Data excerpts

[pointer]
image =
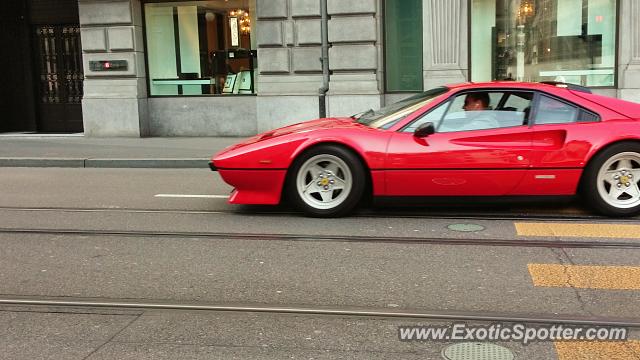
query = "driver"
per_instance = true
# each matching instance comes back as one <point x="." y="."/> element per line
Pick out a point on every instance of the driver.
<point x="478" y="112"/>
<point x="477" y="102"/>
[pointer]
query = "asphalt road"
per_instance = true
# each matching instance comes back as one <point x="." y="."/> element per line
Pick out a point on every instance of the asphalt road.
<point x="104" y="235"/>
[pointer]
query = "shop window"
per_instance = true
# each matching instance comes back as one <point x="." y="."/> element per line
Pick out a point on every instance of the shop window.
<point x="572" y="41"/>
<point x="403" y="45"/>
<point x="201" y="47"/>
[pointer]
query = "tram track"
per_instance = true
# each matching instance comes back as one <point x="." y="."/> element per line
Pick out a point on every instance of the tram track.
<point x="369" y="312"/>
<point x="476" y="241"/>
<point x="446" y="215"/>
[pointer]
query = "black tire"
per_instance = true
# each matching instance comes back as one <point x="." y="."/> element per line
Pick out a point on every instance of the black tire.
<point x="589" y="186"/>
<point x="349" y="201"/>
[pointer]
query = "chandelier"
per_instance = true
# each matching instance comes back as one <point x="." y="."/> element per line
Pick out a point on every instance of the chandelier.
<point x="526" y="9"/>
<point x="244" y="22"/>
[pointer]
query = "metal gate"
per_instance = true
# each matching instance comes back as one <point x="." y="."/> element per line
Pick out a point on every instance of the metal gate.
<point x="58" y="60"/>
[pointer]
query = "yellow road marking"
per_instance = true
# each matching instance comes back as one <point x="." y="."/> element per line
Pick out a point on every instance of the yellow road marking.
<point x="598" y="350"/>
<point x="579" y="230"/>
<point x="586" y="277"/>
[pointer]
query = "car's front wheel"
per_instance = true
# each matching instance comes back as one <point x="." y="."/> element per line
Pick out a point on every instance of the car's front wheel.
<point x="326" y="181"/>
<point x="612" y="180"/>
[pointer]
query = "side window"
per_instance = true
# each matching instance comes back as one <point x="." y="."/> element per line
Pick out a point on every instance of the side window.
<point x="552" y="111"/>
<point x="434" y="116"/>
<point x="485" y="110"/>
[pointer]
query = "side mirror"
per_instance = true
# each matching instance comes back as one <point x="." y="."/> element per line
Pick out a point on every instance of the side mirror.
<point x="424" y="130"/>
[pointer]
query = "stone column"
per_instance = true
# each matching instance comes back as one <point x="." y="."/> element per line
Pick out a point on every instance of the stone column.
<point x="115" y="102"/>
<point x="629" y="51"/>
<point x="445" y="42"/>
<point x="289" y="51"/>
<point x="289" y="67"/>
<point x="354" y="56"/>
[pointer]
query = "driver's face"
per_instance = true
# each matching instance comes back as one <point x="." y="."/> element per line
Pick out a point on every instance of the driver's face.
<point x="471" y="104"/>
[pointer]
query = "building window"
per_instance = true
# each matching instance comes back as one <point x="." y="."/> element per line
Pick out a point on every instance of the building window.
<point x="403" y="45"/>
<point x="572" y="41"/>
<point x="201" y="47"/>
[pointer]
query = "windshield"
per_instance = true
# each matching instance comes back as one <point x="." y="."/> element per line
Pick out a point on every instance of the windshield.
<point x="391" y="114"/>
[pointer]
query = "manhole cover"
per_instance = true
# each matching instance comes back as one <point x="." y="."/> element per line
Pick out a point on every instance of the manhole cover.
<point x="465" y="227"/>
<point x="477" y="351"/>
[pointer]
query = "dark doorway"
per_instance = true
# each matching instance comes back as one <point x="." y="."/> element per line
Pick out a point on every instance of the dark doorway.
<point x="17" y="110"/>
<point x="42" y="72"/>
<point x="58" y="60"/>
<point x="57" y="64"/>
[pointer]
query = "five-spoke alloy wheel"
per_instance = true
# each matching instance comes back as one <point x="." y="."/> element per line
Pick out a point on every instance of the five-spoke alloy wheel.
<point x="612" y="183"/>
<point x="326" y="181"/>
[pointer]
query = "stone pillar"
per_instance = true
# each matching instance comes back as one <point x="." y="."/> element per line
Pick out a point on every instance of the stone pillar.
<point x="290" y="72"/>
<point x="354" y="56"/>
<point x="289" y="51"/>
<point x="445" y="42"/>
<point x="115" y="101"/>
<point x="629" y="51"/>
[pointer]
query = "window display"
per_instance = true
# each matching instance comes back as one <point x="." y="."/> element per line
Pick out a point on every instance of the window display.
<point x="200" y="47"/>
<point x="571" y="41"/>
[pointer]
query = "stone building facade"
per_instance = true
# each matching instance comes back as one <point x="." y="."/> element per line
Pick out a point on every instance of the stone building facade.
<point x="288" y="41"/>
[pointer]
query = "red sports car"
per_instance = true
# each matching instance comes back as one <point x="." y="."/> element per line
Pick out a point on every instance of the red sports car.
<point x="498" y="139"/>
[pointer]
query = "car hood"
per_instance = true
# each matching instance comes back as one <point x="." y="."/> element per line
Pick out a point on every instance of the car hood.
<point x="307" y="126"/>
<point x="330" y="123"/>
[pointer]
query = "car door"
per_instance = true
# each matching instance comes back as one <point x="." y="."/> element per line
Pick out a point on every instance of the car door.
<point x="482" y="154"/>
<point x="560" y="145"/>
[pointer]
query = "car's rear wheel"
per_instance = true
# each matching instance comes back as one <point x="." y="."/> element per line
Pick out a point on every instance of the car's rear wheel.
<point x="612" y="180"/>
<point x="326" y="181"/>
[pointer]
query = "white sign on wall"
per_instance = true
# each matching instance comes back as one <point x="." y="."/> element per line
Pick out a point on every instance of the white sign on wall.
<point x="233" y="24"/>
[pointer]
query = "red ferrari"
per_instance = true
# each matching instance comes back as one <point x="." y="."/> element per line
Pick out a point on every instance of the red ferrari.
<point x="498" y="139"/>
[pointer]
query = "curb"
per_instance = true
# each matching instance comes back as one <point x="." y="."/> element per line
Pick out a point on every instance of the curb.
<point x="186" y="163"/>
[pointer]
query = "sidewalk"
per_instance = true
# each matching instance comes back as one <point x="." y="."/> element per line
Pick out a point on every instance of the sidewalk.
<point x="78" y="151"/>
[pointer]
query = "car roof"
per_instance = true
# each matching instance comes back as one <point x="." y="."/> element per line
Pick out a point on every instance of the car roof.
<point x="622" y="107"/>
<point x="507" y="84"/>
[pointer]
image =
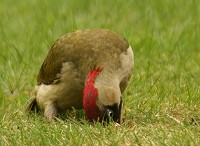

**WHAT YOU NEED TO DO**
Every record above should be duplicated precisely, with the images removed.

**WRITTEN ANSWER**
[pointer]
image =
query = "driver"
per_instance = true
# each matching instance comes back as one <point x="." y="."/> element per line
Pick out a point on every instance of the driver.
<point x="478" y="112"/>
<point x="477" y="102"/>
[pointer]
query = "asphalt road"
per_instance = true
# each matching instance comes back as one <point x="." y="."/> element per line
Pick out a point on every instance of the asphalt road.
<point x="104" y="235"/>
[pointer]
query = "shop window"
per_instance = true
# each matching instance comes back as one <point x="." y="."/> element per line
Pick out a point on every instance of the shop window.
<point x="572" y="41"/>
<point x="403" y="45"/>
<point x="201" y="47"/>
[pointer]
query = "tram track"
per_instance = true
# each matching instance comes back as one <point x="." y="."/> element per line
Pick out a point on every instance of the tram track.
<point x="369" y="312"/>
<point x="476" y="241"/>
<point x="446" y="215"/>
[pointer]
query = "black tire"
per_instance = true
# each matching instance comes back as one <point x="." y="."/> element per line
Pick out a point on every instance of the black tire.
<point x="589" y="186"/>
<point x="349" y="201"/>
[pointer]
query = "chandelier"
per_instance = true
# each matching instance comes back as one <point x="." y="."/> element per line
Pick out a point on every instance of the chandelier.
<point x="526" y="9"/>
<point x="244" y="22"/>
[pointer]
query = "metal gate"
per_instance = true
# each matching instance comes back as one <point x="." y="."/> element per line
Pick out a point on every instance of the metal gate.
<point x="58" y="60"/>
[pointer]
query = "yellow road marking"
per_instance = true
# each matching instance comes back as one <point x="." y="."/> element per line
Pick out a point on every instance of the yellow road marking.
<point x="598" y="350"/>
<point x="579" y="230"/>
<point x="586" y="277"/>
[pointer]
query = "car's front wheel"
per_instance = true
# each matching instance comes back as one <point x="." y="."/> element per line
Pick out a point on every instance of the car's front wheel.
<point x="326" y="181"/>
<point x="612" y="180"/>
[pointer]
query = "side window"
per_instance = true
# each matching instance comes back as one <point x="." y="."/> element per line
Pick out a point on every instance of the side window.
<point x="552" y="111"/>
<point x="434" y="116"/>
<point x="485" y="110"/>
[pointer]
query = "side mirror"
per_instance = true
# each matching instance comes back as one <point x="." y="."/> element per line
Pick out a point on every instance of the side mirror.
<point x="424" y="130"/>
[pointer]
query = "stone column"
per_instance = true
# each matching instance comes back as one <point x="." y="."/> element per line
Pick out a point on every instance of the stone column.
<point x="115" y="102"/>
<point x="629" y="51"/>
<point x="445" y="42"/>
<point x="289" y="51"/>
<point x="289" y="67"/>
<point x="354" y="56"/>
[pointer]
query = "driver's face"
per_instance = true
# each matching instance comes back as one <point x="." y="."/> element per line
Pick out a point on every instance of the driver's face.
<point x="471" y="104"/>
[pointer]
query = "building window"
per_instance = true
# each matching instance comes back as one <point x="." y="."/> element per line
Pick out a point on every instance of the building window.
<point x="403" y="45"/>
<point x="572" y="41"/>
<point x="201" y="47"/>
[pointer]
query = "windshield"
per_instance = true
# each matching instance comes back as one <point x="." y="."/> element per line
Pick out a point on every instance of the windshield.
<point x="391" y="114"/>
[pointer]
query = "manhole cover"
per_instance = true
# each matching instance comes back as one <point x="." y="."/> element per line
Pick out a point on every instance of the manhole cover.
<point x="465" y="227"/>
<point x="477" y="351"/>
[pointer]
query = "dark doorway"
per_instance = true
# each matching instance comes back as one <point x="." y="."/> element per line
Pick out a point on every instance of the dark doorway.
<point x="17" y="110"/>
<point x="42" y="72"/>
<point x="58" y="60"/>
<point x="57" y="64"/>
[pointer]
query = "five-spoke alloy wheel"
per_instance = true
# each matching instance comes back as one <point x="." y="."/> element per line
Pick out a point on every instance of the five-spoke alloy wheel.
<point x="612" y="183"/>
<point x="326" y="181"/>
[pointer]
query = "stone pillar"
per_instance = true
# each matching instance comes back as one <point x="." y="."/> element per line
Pick out a point on every instance of the stone pillar.
<point x="290" y="72"/>
<point x="354" y="56"/>
<point x="289" y="51"/>
<point x="445" y="42"/>
<point x="115" y="101"/>
<point x="629" y="51"/>
[pointer]
query = "window display"
per_instance = true
# each matching instance comes back as one <point x="." y="."/> element per line
Pick out a point on every instance of the window display.
<point x="200" y="47"/>
<point x="571" y="41"/>
[pointer]
query = "stone building facade"
per_instance = true
# each matching instance comes back as one <point x="." y="."/> element per line
Pick out a point on every instance of the stone building facade.
<point x="288" y="41"/>
[pointer]
query = "red sports car"
per_instance = true
# each matching instance comes back as one <point x="." y="."/> element per line
Pick out a point on every instance of the red sports car.
<point x="498" y="139"/>
[pointer]
query = "car hood"
per_instance = true
# each matching instance comes back as one <point x="." y="."/> element per line
Pick out a point on every instance of the car hood.
<point x="307" y="126"/>
<point x="330" y="123"/>
[pointer]
query = "car door"
per_instance = true
# each matching instance comes back as one <point x="." y="."/> element per line
Pick out a point on every instance of the car door.
<point x="482" y="154"/>
<point x="560" y="145"/>
[pointer]
query = "car's rear wheel"
per_instance = true
# each matching instance comes back as one <point x="." y="."/> element per line
Pick out a point on every instance of the car's rear wheel.
<point x="612" y="180"/>
<point x="326" y="181"/>
[pointer]
query = "white sign on wall"
per_instance = true
# each matching instance comes back as one <point x="." y="."/> element per line
Pick out a point on every instance of the white sign on wall.
<point x="233" y="24"/>
[pointer]
query = "red ferrari"
per_instance = true
# each matching instance comes back as one <point x="." y="."/> element per line
Pick out a point on every instance of the red ferrari.
<point x="498" y="139"/>
[pointer]
query = "curb"
per_instance = true
# each matching instance comes back as one <point x="." y="."/> element per line
Pick out a point on every instance of the curb.
<point x="186" y="163"/>
[pointer]
query = "sidewalk"
per_instance = true
# each matching instance comes back as one <point x="." y="."/> element per line
Pick out a point on every instance of the sidewalk.
<point x="78" y="151"/>
[pointer]
query = "car roof"
per_instance = true
# each matching instance comes back as one <point x="." y="."/> element per line
Pick out a point on every instance of the car roof.
<point x="622" y="107"/>
<point x="507" y="84"/>
[pointer]
image =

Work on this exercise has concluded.